▶ **Document section**
######
This is not a screed against epidurals. I had a planned epidural with both of my babies. The article appears to be touting the benefits of an epidural plus nitrous oxide. (Hey, it’s a British study. For decades, the Brits have gone in for laughing gas in labos. For why it’s not caught on here, see OBOG) I’ve got no fundamental problem with representing epidurals’ advantages, as long as women aren’t being buffaloed into interventions they don’t want.

What I find profoundly odd is how the title of the study harnesses the values and language of the natural childbirth movement while actually arguing for a highly technocratic approach to pain. I realize hospitals have been co-opting “natural” approaches since they started introducing homey birthing suites in the 1980s. However, this article strikes me as at least a local high point in the co-optation process.
######
▶ **The problem**
Continue the piece about the epidural study's natural-childbirth title, picking up after its final sentence.

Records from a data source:
######
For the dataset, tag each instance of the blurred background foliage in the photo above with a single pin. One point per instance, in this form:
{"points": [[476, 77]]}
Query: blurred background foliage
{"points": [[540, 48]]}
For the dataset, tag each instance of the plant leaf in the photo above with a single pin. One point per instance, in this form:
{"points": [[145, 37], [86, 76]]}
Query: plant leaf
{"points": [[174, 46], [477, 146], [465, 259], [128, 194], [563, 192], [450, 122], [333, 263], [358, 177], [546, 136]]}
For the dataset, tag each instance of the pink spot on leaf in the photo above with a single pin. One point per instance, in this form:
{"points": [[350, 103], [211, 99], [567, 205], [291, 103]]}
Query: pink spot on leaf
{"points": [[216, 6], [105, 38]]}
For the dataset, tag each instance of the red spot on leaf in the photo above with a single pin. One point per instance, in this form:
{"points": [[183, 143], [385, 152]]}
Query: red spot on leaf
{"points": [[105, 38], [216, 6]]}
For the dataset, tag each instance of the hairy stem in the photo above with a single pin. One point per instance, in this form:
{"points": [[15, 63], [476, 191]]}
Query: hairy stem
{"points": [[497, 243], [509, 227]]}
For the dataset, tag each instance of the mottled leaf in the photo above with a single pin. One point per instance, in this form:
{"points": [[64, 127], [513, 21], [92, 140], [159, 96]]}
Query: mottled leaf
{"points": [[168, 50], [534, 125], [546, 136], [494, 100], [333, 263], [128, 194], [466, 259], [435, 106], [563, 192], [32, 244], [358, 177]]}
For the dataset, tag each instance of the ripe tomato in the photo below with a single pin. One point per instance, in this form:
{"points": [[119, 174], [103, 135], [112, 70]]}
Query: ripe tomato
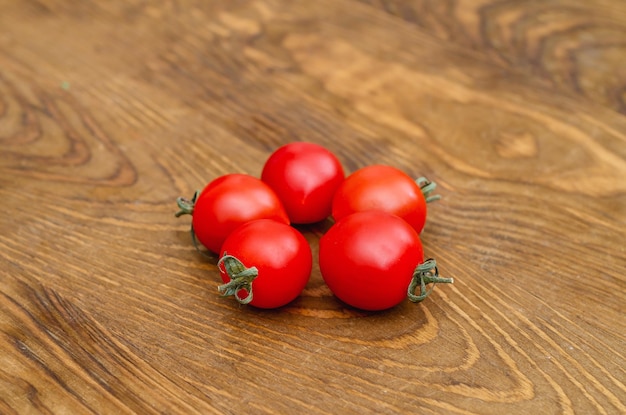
{"points": [[383, 188], [372, 260], [228, 202], [265, 263], [305, 177]]}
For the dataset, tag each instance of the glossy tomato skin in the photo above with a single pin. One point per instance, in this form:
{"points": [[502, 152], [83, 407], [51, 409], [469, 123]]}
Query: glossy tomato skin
{"points": [[367, 259], [230, 201], [279, 252], [381, 187], [305, 177]]}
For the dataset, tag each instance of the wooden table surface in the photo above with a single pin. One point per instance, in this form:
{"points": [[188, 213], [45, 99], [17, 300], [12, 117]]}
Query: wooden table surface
{"points": [[111, 110]]}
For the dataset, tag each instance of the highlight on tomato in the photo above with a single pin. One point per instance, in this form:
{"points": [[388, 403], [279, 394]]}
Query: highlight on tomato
{"points": [[305, 177], [386, 188], [265, 263], [226, 203], [373, 260]]}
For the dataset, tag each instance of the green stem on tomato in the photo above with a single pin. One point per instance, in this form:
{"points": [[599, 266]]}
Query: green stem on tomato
{"points": [[427, 188], [185, 205], [423, 275], [240, 276]]}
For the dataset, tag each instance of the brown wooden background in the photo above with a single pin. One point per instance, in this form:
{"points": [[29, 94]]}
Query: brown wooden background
{"points": [[110, 110]]}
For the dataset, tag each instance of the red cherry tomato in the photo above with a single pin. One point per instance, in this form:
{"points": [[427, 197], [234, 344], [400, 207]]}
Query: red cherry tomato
{"points": [[371, 260], [385, 188], [305, 177], [265, 263], [228, 202]]}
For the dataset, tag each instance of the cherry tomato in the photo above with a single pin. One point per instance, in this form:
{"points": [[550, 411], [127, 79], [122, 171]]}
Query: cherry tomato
{"points": [[380, 187], [228, 202], [372, 260], [305, 177], [265, 263]]}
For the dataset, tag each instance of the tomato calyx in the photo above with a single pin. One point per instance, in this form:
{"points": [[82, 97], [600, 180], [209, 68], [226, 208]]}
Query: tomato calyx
{"points": [[241, 278], [427, 187], [424, 274], [185, 205]]}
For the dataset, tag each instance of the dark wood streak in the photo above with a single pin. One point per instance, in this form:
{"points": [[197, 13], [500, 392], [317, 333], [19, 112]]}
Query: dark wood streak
{"points": [[512, 107]]}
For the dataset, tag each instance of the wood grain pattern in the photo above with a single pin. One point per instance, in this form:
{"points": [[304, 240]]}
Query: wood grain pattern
{"points": [[110, 110]]}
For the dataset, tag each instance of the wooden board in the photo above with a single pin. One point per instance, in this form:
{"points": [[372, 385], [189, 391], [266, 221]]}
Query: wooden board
{"points": [[111, 110]]}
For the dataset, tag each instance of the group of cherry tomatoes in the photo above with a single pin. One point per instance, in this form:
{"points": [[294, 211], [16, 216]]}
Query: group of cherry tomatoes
{"points": [[371, 257]]}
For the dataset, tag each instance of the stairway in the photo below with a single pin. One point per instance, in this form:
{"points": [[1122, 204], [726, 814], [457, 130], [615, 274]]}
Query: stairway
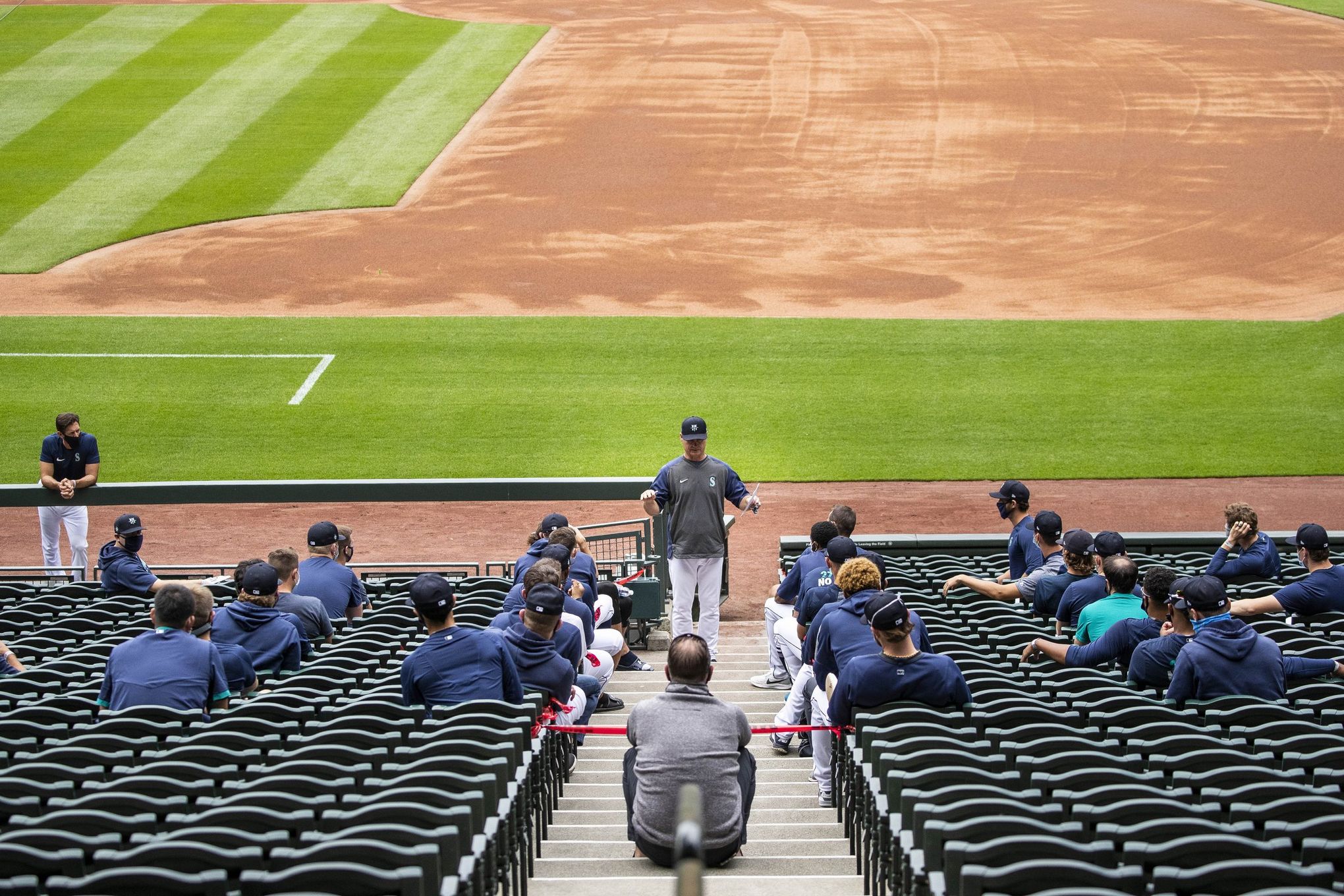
{"points": [[793, 845]]}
######
▶ **Output**
Patient satisfaction actually strikes me as only a tertiary goal – albeit one that’s important for a hospital’s bottom line, as well as a woman’s well-being. Along with assuring safety, birth attendants should honor the agency and personhood of the laboring woman. That doesn’t mean every birth plan will be followed, for instance; labor isn’t that predictable. It does mean treating women as subjects, not as objects. It means taking their needs and wishes seriously. It means not infantilizing them. If birth attendants accord women this basic respect, “satisfaction” should follow.

**I haven’t read the whole thing because the article’s not yet available through my libaray. But this is one case where the title and abstract suffice, since I’m concerned with rhetoric, not science.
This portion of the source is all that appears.